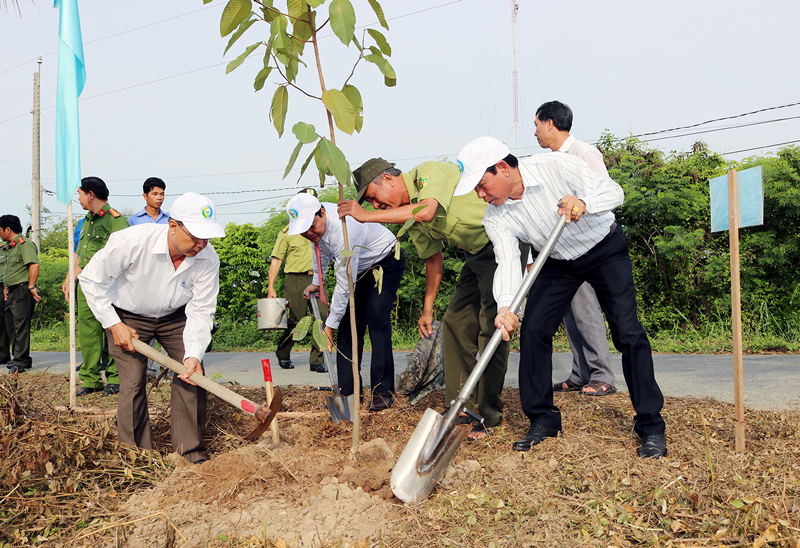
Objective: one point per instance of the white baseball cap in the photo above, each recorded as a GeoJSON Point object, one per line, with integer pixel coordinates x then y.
{"type": "Point", "coordinates": [198, 215]}
{"type": "Point", "coordinates": [475, 158]}
{"type": "Point", "coordinates": [301, 210]}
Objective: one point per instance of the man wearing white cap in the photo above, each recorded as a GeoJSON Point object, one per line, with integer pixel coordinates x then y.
{"type": "Point", "coordinates": [525, 200]}
{"type": "Point", "coordinates": [160, 281]}
{"type": "Point", "coordinates": [373, 257]}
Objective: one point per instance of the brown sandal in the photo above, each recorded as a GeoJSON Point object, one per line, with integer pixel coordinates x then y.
{"type": "Point", "coordinates": [570, 386]}
{"type": "Point", "coordinates": [600, 389]}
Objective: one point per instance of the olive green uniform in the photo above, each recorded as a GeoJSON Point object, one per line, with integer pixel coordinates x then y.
{"type": "Point", "coordinates": [468, 324]}
{"type": "Point", "coordinates": [94, 234]}
{"type": "Point", "coordinates": [15, 260]}
{"type": "Point", "coordinates": [295, 252]}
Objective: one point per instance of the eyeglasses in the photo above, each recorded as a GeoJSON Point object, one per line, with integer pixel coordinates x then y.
{"type": "Point", "coordinates": [195, 240]}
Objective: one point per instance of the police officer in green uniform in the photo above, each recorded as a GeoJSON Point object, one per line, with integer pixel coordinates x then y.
{"type": "Point", "coordinates": [469, 321]}
{"type": "Point", "coordinates": [295, 251]}
{"type": "Point", "coordinates": [19, 270]}
{"type": "Point", "coordinates": [99, 224]}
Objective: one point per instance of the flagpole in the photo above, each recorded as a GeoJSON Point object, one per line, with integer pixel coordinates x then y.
{"type": "Point", "coordinates": [71, 291]}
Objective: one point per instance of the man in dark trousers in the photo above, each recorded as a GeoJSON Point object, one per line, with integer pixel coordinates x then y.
{"type": "Point", "coordinates": [526, 198]}
{"type": "Point", "coordinates": [19, 270]}
{"type": "Point", "coordinates": [160, 281]}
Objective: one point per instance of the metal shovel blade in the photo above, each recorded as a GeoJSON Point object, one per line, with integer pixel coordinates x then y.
{"type": "Point", "coordinates": [413, 477]}
{"type": "Point", "coordinates": [437, 438]}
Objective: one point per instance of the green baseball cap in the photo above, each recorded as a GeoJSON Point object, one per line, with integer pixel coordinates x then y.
{"type": "Point", "coordinates": [366, 173]}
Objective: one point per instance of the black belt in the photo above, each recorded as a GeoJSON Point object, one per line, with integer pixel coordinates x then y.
{"type": "Point", "coordinates": [15, 286]}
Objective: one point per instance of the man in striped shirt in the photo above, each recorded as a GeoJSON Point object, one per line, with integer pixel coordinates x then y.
{"type": "Point", "coordinates": [525, 200]}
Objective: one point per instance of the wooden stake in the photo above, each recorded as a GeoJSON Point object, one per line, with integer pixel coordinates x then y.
{"type": "Point", "coordinates": [736, 309]}
{"type": "Point", "coordinates": [268, 387]}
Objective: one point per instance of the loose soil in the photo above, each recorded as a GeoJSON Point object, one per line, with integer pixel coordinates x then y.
{"type": "Point", "coordinates": [66, 480]}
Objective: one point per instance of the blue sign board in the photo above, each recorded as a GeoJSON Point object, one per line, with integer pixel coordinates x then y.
{"type": "Point", "coordinates": [750, 192]}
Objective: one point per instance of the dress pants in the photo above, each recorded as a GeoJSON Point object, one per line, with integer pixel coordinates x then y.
{"type": "Point", "coordinates": [586, 331]}
{"type": "Point", "coordinates": [299, 307]}
{"type": "Point", "coordinates": [607, 267]}
{"type": "Point", "coordinates": [90, 335]}
{"type": "Point", "coordinates": [373, 310]}
{"type": "Point", "coordinates": [187, 403]}
{"type": "Point", "coordinates": [468, 326]}
{"type": "Point", "coordinates": [18, 314]}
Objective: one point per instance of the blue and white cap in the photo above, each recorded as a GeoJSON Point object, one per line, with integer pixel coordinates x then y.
{"type": "Point", "coordinates": [301, 210]}
{"type": "Point", "coordinates": [198, 215]}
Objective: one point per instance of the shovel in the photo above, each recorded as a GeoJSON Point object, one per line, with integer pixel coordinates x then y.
{"type": "Point", "coordinates": [437, 438]}
{"type": "Point", "coordinates": [264, 414]}
{"type": "Point", "coordinates": [336, 404]}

■ ■ ■ ■ ■ ■ ■

Leave every picture out and output the records exactly.

Objective: one point per instance of the white baseball cap in the photo above, each recorded as a GeoJSON Point object, one per line, with integer pixel coordinates x then y.
{"type": "Point", "coordinates": [198, 215]}
{"type": "Point", "coordinates": [475, 158]}
{"type": "Point", "coordinates": [301, 210]}
Objective: one point per instance of the man wearing white cap in the photo above, each recorded as a GeoJSON Point object, one per line, with integer pixel coordinates x then y.
{"type": "Point", "coordinates": [525, 200]}
{"type": "Point", "coordinates": [160, 281]}
{"type": "Point", "coordinates": [373, 257]}
Objective: one point per instance of the brown sandal in the photo above, each recorded as a GeoJSON Point object, one per line, with integer pixel coordinates x then y.
{"type": "Point", "coordinates": [570, 386]}
{"type": "Point", "coordinates": [600, 389]}
Objective: one point per instance of the olive green uniform in the photo above, each recorded as a GeoJSON Point object, one per line, with integer pixel coordinates x then y.
{"type": "Point", "coordinates": [468, 324]}
{"type": "Point", "coordinates": [94, 234]}
{"type": "Point", "coordinates": [15, 260]}
{"type": "Point", "coordinates": [295, 252]}
Objective: one point per instance of the eyeglasses in the photo above, each recorded as a GeoJSON Point object, one per line, with integer pixel coordinates x then y.
{"type": "Point", "coordinates": [195, 240]}
Objective: one point per instance of the police officer in green uniform in the photo above, each recorded as a GeoJSON Point object, one per line, with integer pixel coordinates x then y.
{"type": "Point", "coordinates": [469, 321]}
{"type": "Point", "coordinates": [295, 251]}
{"type": "Point", "coordinates": [19, 270]}
{"type": "Point", "coordinates": [99, 224]}
Objective: one point per instance of the flagpole in the photo above, each recorded as a GeoJSON Point object, one per line, with integer pixel coordinates x then y.
{"type": "Point", "coordinates": [71, 291]}
Objective: one point per instance of the man in dark trousers in the photo above, each recorded as a GeoJSON Point object, one per line, with integer pixel coordinates x then y.
{"type": "Point", "coordinates": [526, 198]}
{"type": "Point", "coordinates": [19, 270]}
{"type": "Point", "coordinates": [160, 281]}
Objective: one point per instance of the metal shovel blade in the photo above, each recorded as a GeoJSON Point object, one per line, with integer pixel coordinates x then y.
{"type": "Point", "coordinates": [413, 477]}
{"type": "Point", "coordinates": [437, 438]}
Objective: one point per instance of the green baseball cap in the photo above, each recorded as a GeoJSON Point object, one per line, with integer pixel coordinates x then y.
{"type": "Point", "coordinates": [366, 173]}
Objective: one point per instance of the black belt in the photo above, each recorded as a GeoJSON Point object, one per line, with integer pixel coordinates x then y.
{"type": "Point", "coordinates": [15, 286]}
Objective: one point per instance of the man in striped shirt in the photo above, each recorded as a GeoJSON Point object, one per line, with integer pixel coordinates x then y.
{"type": "Point", "coordinates": [525, 200]}
Objective: one point per instance of the wooden stake in the photo above, each recorded as a GeoJSON Point object, one per line, with integer pixel coordinates x then y.
{"type": "Point", "coordinates": [736, 309]}
{"type": "Point", "coordinates": [268, 387]}
Objective: one point per instance of the loose soil in the photo above, each recorded as a GeoJSON Point object, one per line, with integer pixel coordinates x then y.
{"type": "Point", "coordinates": [66, 480]}
Objective: one point per instance of the blue sign board in the photo above, each recorded as a GeoJSON Point object, one per line, with integer pixel coordinates x then y.
{"type": "Point", "coordinates": [750, 192]}
Objective: one point per instance of the dress pants in the photo above, each recorded as a GeoJSON Point object, one per line, with integer pixel coordinates x then y.
{"type": "Point", "coordinates": [586, 331]}
{"type": "Point", "coordinates": [299, 307]}
{"type": "Point", "coordinates": [607, 267]}
{"type": "Point", "coordinates": [90, 335]}
{"type": "Point", "coordinates": [373, 310]}
{"type": "Point", "coordinates": [187, 403]}
{"type": "Point", "coordinates": [468, 326]}
{"type": "Point", "coordinates": [18, 314]}
Objective: one point per instance of the blue and white cap in the photo above, each recorded as a GeoJSON Point object, one per line, with integer pixel coordinates x then y.
{"type": "Point", "coordinates": [301, 210]}
{"type": "Point", "coordinates": [198, 215]}
Objective: one point per instance of the shovel in the photo above, each recorded as a GeoJSON Point object, one per line, with integer pixel coordinates x then y.
{"type": "Point", "coordinates": [437, 438]}
{"type": "Point", "coordinates": [264, 414]}
{"type": "Point", "coordinates": [336, 404]}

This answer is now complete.